**Short problem:**
Copy out everything from the line containing "Where can the water" down to the line containing "pixel 281 296", both included, without changing a character.

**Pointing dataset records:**
(begin)
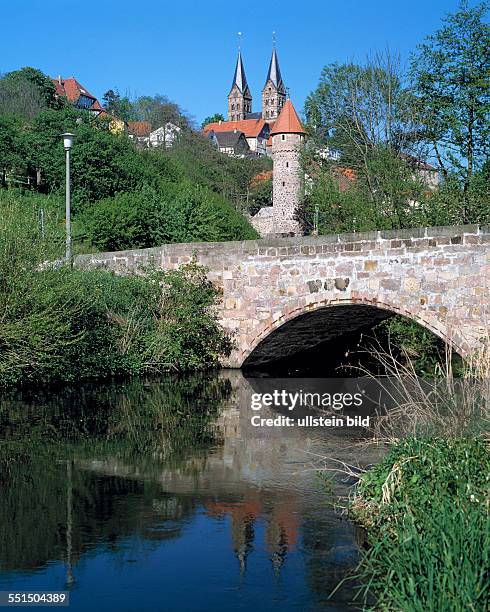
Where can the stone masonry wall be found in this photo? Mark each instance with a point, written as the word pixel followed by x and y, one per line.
pixel 439 277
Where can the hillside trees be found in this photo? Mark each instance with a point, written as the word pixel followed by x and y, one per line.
pixel 451 75
pixel 26 92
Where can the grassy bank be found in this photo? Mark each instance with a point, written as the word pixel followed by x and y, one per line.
pixel 426 511
pixel 61 325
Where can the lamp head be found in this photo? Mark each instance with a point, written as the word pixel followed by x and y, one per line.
pixel 67 140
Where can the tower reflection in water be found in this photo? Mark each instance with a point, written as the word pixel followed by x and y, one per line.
pixel 128 474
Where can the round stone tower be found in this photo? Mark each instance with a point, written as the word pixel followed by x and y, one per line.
pixel 288 136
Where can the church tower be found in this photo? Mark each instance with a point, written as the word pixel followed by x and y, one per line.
pixel 274 92
pixel 239 98
pixel 288 137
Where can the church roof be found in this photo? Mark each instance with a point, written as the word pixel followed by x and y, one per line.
pixel 250 127
pixel 274 72
pixel 239 78
pixel 288 121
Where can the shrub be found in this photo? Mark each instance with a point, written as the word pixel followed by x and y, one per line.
pixel 175 212
pixel 426 506
pixel 62 325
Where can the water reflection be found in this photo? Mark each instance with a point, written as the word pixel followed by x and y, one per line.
pixel 160 496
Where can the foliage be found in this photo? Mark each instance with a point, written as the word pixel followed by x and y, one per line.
pixel 205 165
pixel 118 106
pixel 187 187
pixel 59 325
pixel 26 92
pixel 426 351
pixel 365 115
pixel 450 72
pixel 216 118
pixel 159 110
pixel 174 212
pixel 426 506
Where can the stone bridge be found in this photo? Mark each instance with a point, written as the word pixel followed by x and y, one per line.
pixel 281 296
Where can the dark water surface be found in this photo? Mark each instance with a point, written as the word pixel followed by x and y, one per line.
pixel 160 496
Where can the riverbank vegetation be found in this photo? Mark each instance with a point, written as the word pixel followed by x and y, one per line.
pixel 426 505
pixel 426 511
pixel 61 325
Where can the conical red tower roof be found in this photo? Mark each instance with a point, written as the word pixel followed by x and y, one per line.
(end)
**Result for this exercise:**
Where can the water reflection be found in this photo? Mark each instance with a point, written as the word pixel followed by x and y, one per line.
pixel 160 496
Where can the foliage be found in this photo? Mark each instance with a point, written as the word pixel followed by x and y, one per line.
pixel 205 165
pixel 118 106
pixel 187 187
pixel 59 325
pixel 26 92
pixel 426 351
pixel 365 115
pixel 450 72
pixel 216 118
pixel 159 110
pixel 174 212
pixel 426 506
Where can the stone bridge be found in this photo? Mark each instance with a point, written as the word pixel followed by x and y, one per line.
pixel 281 296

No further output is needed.